STUDY QUESTIONS
a - According to the article on the HCA buyout, why were banks willing to lend so much money for the deal? Answer in one to three sentences.
b - Resume the article on the HCA buyout after its final sentence.

DOCUMENT SECTION
::::::::::

The size of the acquisition of HCA, agreed yesterday, surpasses for the first time the iconic Eighties takeover of RJR Nabisco by KKR, which became the subject of the book and film Barbarians at the Gate. The deal underscores the revived financial clout of the private equity "barbarians", able to make increasingly audacious approaches to public companies because of the availability of cheap debt.

HCA, originally known as Hospital Corporation of America, was set up in Nashville, Tennessee in 1968 by the father and brother of the senior Republican politician Bill Frist, the Senate majority leader. Senator Frist himself sold his stake in the business last year in the weeks before a profits warning, a transaction still being investigated by the Securities and Exchange Commission, Wall Street's watchdog.

The Frist family is staying with the business, reinvesting $750m of its $900m-plus proceeds of the acquisition back into the new vehicle, whose management team will continue to include Thomas Frist, Senator Frist's brother.

The private equity consortium comprises Bain Capital, with Kohlberg Kravis Roberts and Merrill Lynch. They will make a $5.5bn equity investment, but the rest of the deal will be funded with debt, some $15bn of it lent by banks. HCA's 168 hospitals and surgical centres provide the sort of low-risk and steady income that banks require to lend money on that scale.

::::::::::

[Dataset entries]
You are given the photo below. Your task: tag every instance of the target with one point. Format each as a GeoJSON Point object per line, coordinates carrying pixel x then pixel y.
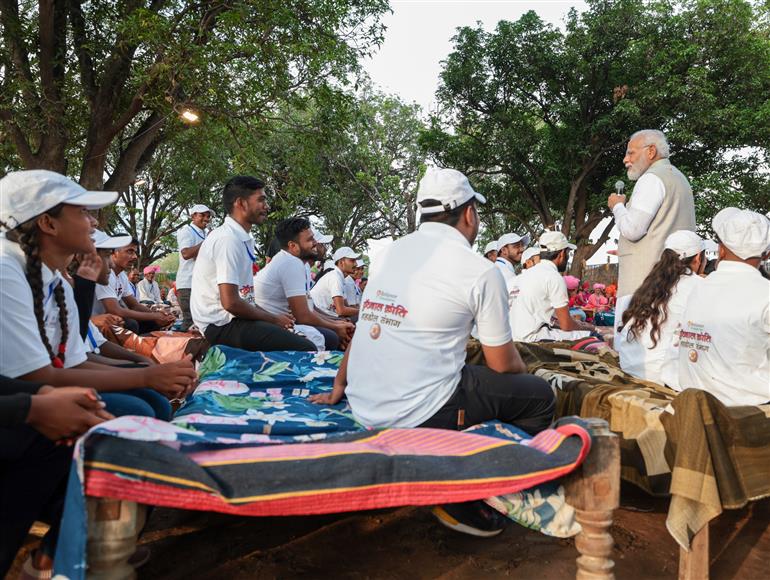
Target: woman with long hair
{"type": "Point", "coordinates": [649, 331]}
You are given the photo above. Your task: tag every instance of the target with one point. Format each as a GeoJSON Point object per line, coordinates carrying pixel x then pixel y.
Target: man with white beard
{"type": "Point", "coordinates": [661, 204]}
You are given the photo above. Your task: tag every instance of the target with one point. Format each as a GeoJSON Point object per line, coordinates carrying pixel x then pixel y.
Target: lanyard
{"type": "Point", "coordinates": [92, 340]}
{"type": "Point", "coordinates": [51, 288]}
{"type": "Point", "coordinates": [196, 232]}
{"type": "Point", "coordinates": [251, 256]}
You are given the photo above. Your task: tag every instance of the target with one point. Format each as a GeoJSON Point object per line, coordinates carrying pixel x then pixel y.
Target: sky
{"type": "Point", "coordinates": [419, 36]}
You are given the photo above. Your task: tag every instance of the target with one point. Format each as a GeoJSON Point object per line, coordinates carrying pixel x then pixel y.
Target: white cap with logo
{"type": "Point", "coordinates": [27, 194]}
{"type": "Point", "coordinates": [200, 208]}
{"type": "Point", "coordinates": [490, 247]}
{"type": "Point", "coordinates": [103, 241]}
{"type": "Point", "coordinates": [319, 237]}
{"type": "Point", "coordinates": [685, 243]}
{"type": "Point", "coordinates": [554, 242]}
{"type": "Point", "coordinates": [449, 187]}
{"type": "Point", "coordinates": [344, 252]}
{"type": "Point", "coordinates": [745, 233]}
{"type": "Point", "coordinates": [506, 239]}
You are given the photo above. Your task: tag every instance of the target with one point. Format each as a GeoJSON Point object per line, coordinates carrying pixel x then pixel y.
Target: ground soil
{"type": "Point", "coordinates": [409, 543]}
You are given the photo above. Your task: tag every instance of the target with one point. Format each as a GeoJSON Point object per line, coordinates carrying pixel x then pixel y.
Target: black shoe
{"type": "Point", "coordinates": [471, 517]}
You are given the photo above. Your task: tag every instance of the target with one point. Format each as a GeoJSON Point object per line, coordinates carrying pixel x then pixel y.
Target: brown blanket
{"type": "Point", "coordinates": [707, 456]}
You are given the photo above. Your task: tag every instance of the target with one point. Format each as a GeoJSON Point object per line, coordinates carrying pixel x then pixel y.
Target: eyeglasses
{"type": "Point", "coordinates": [629, 152]}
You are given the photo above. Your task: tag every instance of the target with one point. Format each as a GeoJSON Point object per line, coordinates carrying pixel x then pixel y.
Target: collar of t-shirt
{"type": "Point", "coordinates": [505, 264]}
{"type": "Point", "coordinates": [237, 229]}
{"type": "Point", "coordinates": [445, 232]}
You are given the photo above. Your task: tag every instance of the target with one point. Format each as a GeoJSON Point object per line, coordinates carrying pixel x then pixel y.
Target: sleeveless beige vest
{"type": "Point", "coordinates": [677, 212]}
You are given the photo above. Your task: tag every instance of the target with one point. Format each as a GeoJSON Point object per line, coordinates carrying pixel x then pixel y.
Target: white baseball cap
{"type": "Point", "coordinates": [103, 241]}
{"type": "Point", "coordinates": [344, 252]}
{"type": "Point", "coordinates": [745, 233]}
{"type": "Point", "coordinates": [506, 239]}
{"type": "Point", "coordinates": [685, 243]}
{"type": "Point", "coordinates": [321, 238]}
{"type": "Point", "coordinates": [200, 208]}
{"type": "Point", "coordinates": [554, 242]}
{"type": "Point", "coordinates": [28, 194]}
{"type": "Point", "coordinates": [447, 186]}
{"type": "Point", "coordinates": [529, 253]}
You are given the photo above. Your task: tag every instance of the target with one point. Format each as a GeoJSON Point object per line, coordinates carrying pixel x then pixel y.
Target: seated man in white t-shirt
{"type": "Point", "coordinates": [149, 291]}
{"type": "Point", "coordinates": [649, 333]}
{"type": "Point", "coordinates": [328, 294]}
{"type": "Point", "coordinates": [405, 366]}
{"type": "Point", "coordinates": [116, 298]}
{"type": "Point", "coordinates": [510, 248]}
{"type": "Point", "coordinates": [283, 287]}
{"type": "Point", "coordinates": [222, 300]}
{"type": "Point", "coordinates": [352, 293]}
{"type": "Point", "coordinates": [724, 342]}
{"type": "Point", "coordinates": [541, 294]}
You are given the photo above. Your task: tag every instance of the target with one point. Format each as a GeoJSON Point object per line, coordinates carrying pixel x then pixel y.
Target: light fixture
{"type": "Point", "coordinates": [189, 116]}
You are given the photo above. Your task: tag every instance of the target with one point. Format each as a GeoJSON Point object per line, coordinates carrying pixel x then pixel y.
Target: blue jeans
{"type": "Point", "coordinates": [142, 402]}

::::::::::

RESPONSES
a - Banks were willing to lend about $15bn because HCA's 168 hospitals and surgical centers provide the kind of low-risk, steady income that banks require before lending on that scale.

b -
Private equity firms are awash with cash, handed to them by institutional investors who are desperate for a slice of the outsize returns generated by the industry in recent years. Earlier this month, Blackstone raised the world's largest-ever private equity fund, totalling $15.6bn, while investment banks such as Merrill Lynch and Goldman Sachs are increasingly investing their own money into private equity deals.

Goldman Sachs and others were rumoured to be considering whether they could assemble a rival consortium to bid for HCA, which has promised to look for a higher offer before agreeing the Bain-led takeover.

The acquisition stoked fears of a bubble in leveraged buyouts. Wilbur Ross, the veteran private equity investor, who sold his New York-based company to the London-listed Amvescap yesterday, said he believed it was already late in the cycle and private equity buyers seem to be paying higher prices than ever before.

"The trouble with putting larger amounts of leverage on higher valuations is that it truncates your margin for error, and that will inevitably lead to more defaults."